ИСХОДНЫЙ ТЕКСТ:
□ □ □ □ □ □ □

Читали Достоевского «Русский инок». Николай Алексеевич умилялся до слез.
– Вот, все мы грешные перед всеми и за всех, будешь так думать, так все и простят тебя.
– Прости ты меня грешного. Я все твои грехи беру на себя. Я за них ответчик...
Мы расцеловались и простились.
07.11.1930 г.
* * *
Вчера Н.А. сидел у нас в гостях. Я сказал, что вышла книжка Друзина, где говорится о нем, Блока «Записные книжки». Часто очень встречается твое имя.
– Да, так он был очень мной захвачен. Ведь и стихи о России навеяны мною же. А Друзин это кто? Не там, где он указывает, что Есенин весь от меня?
– Да, да, – отвечаю я Клюеву.
– Он (Есенин) после нашей разлуки почувствовал, что как он ни старался, а все-таки своими словами рассказаны мои образы. И весь от меня. От зависти стал романсики пописывать.

□ □ □ □ □ □ □

ВАШЕ ЗАДАНИЕ: Объясните, пожалуйста, опираясь на исходный текст, почему, по словам Клюева, Есенин стал «романсики пописывать».

НАБОР ДАННЫХ:

□ □ □ □ □ □ □

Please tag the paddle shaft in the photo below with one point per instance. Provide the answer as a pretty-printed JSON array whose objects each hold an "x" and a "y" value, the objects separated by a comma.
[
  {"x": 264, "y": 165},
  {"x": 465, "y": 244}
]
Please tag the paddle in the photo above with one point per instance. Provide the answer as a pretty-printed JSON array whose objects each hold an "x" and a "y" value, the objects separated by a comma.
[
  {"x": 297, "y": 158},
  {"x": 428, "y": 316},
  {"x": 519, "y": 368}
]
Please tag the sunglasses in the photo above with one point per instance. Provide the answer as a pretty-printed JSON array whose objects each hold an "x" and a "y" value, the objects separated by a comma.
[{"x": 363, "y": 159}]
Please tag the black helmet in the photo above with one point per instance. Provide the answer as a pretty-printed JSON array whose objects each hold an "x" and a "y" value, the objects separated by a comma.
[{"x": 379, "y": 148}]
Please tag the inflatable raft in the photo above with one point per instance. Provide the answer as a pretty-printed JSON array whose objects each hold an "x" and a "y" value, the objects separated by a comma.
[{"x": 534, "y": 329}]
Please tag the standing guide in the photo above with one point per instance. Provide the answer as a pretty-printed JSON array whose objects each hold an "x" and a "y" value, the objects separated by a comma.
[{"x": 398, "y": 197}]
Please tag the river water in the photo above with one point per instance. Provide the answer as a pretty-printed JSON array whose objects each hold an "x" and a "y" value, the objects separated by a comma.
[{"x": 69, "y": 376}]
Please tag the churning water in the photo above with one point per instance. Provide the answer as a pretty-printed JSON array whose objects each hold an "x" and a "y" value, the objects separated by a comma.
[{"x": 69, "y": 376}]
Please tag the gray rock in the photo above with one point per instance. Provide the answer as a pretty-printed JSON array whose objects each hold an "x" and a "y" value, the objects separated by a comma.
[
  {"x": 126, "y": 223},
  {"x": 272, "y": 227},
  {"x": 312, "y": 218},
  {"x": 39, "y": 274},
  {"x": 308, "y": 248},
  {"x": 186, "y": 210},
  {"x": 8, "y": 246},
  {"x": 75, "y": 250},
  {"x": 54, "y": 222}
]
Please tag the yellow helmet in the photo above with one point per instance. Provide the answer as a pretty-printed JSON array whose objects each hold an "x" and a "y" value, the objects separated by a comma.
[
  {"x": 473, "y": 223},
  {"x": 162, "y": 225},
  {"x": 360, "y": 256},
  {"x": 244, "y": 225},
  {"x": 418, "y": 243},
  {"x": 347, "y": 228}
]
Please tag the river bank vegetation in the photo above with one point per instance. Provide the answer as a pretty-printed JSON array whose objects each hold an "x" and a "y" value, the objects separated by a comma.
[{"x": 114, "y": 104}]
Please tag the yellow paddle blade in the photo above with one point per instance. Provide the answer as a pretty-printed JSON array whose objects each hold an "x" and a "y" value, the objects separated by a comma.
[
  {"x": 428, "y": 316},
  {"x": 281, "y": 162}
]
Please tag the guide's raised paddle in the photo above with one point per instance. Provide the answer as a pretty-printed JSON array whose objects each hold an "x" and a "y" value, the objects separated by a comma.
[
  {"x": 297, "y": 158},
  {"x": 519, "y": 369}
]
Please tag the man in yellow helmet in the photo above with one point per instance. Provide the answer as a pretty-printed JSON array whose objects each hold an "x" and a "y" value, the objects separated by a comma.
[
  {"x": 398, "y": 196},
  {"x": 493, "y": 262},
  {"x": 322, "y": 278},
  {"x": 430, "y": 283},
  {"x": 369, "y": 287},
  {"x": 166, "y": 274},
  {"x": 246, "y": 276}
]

□ □ □ □ □ □ □

РЕЗУЛЬТАТ: По словам Клюева, после их разлуки Есенин почувствовал, что, как ни старался, своими словами рассказывал образы Клюева. От зависти он и стал «романсики пописывать».